### REQUIREMENT
Every entry must be copied word for word.

### RECORD SET
————————

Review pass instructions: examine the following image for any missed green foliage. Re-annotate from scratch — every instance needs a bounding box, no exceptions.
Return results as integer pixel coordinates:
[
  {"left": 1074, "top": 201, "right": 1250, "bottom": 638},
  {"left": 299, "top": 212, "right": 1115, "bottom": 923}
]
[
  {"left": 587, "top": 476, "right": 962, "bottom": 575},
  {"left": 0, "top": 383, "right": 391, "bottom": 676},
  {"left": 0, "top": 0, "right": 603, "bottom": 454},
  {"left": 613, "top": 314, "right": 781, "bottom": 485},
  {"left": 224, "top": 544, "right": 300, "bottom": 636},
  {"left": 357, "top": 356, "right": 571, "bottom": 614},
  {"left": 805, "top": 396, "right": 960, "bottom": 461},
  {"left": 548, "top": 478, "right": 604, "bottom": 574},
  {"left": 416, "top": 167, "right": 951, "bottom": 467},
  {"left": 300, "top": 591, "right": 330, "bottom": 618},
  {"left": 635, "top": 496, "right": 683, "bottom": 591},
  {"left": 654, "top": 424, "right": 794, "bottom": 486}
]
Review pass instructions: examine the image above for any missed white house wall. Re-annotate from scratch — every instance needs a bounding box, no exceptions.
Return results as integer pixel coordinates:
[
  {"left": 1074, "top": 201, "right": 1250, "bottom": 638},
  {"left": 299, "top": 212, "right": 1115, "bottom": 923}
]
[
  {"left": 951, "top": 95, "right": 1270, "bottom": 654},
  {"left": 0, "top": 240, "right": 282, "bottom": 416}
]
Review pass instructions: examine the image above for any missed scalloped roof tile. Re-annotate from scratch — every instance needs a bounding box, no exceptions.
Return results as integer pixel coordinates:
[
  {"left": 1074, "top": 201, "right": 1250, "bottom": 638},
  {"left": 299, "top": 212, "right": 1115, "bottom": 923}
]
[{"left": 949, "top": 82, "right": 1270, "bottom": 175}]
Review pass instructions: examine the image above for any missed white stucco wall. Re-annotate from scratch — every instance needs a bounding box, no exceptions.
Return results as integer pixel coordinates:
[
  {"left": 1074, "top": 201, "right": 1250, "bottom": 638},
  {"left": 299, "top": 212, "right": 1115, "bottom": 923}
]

————————

### THE SOLUTION
Review pass instructions: examine the following image for any missed green foliage. Re-annotate from scratch — every instance needs a bounding box, no exceptions.
Return results as integer pixel coordinates:
[
  {"left": 1074, "top": 201, "right": 1250, "bottom": 638},
  {"left": 299, "top": 212, "right": 1115, "bottom": 923}
]
[
  {"left": 587, "top": 476, "right": 962, "bottom": 575},
  {"left": 0, "top": 383, "right": 391, "bottom": 676},
  {"left": 0, "top": 0, "right": 603, "bottom": 454},
  {"left": 613, "top": 314, "right": 781, "bottom": 485},
  {"left": 224, "top": 544, "right": 300, "bottom": 636},
  {"left": 357, "top": 356, "right": 571, "bottom": 614},
  {"left": 805, "top": 396, "right": 960, "bottom": 461},
  {"left": 548, "top": 478, "right": 604, "bottom": 574},
  {"left": 416, "top": 167, "right": 951, "bottom": 467},
  {"left": 300, "top": 591, "right": 330, "bottom": 618},
  {"left": 635, "top": 496, "right": 683, "bottom": 591},
  {"left": 654, "top": 424, "right": 794, "bottom": 486}
]
Review pass instructions: examine the image above for any missed white house wall. Re-annotate from scratch — every instance needs a bounding box, no exceptions.
Return results as integer pixel coordinates:
[
  {"left": 1074, "top": 201, "right": 1250, "bottom": 638},
  {"left": 299, "top": 212, "right": 1115, "bottom": 923}
]
[
  {"left": 951, "top": 95, "right": 1270, "bottom": 654},
  {"left": 0, "top": 240, "right": 282, "bottom": 416}
]
Review pass instructions: examine the image above for any missed scalloped roof tile. Re-annotate from scratch — every instance needs a bounding box, no exceptions.
Return results as integer pixel coordinates:
[
  {"left": 1074, "top": 201, "right": 1250, "bottom": 638},
  {"left": 299, "top": 212, "right": 1115, "bottom": 923}
]
[{"left": 949, "top": 82, "right": 1270, "bottom": 175}]
Review pass instructions: examine the image above for any missed white stucco wall. Re-annotate from scratch — every instance needs a bounding box, no exceptions.
Return results as integer pixel coordinates:
[
  {"left": 1074, "top": 201, "right": 1250, "bottom": 638},
  {"left": 299, "top": 212, "right": 1115, "bottom": 923}
]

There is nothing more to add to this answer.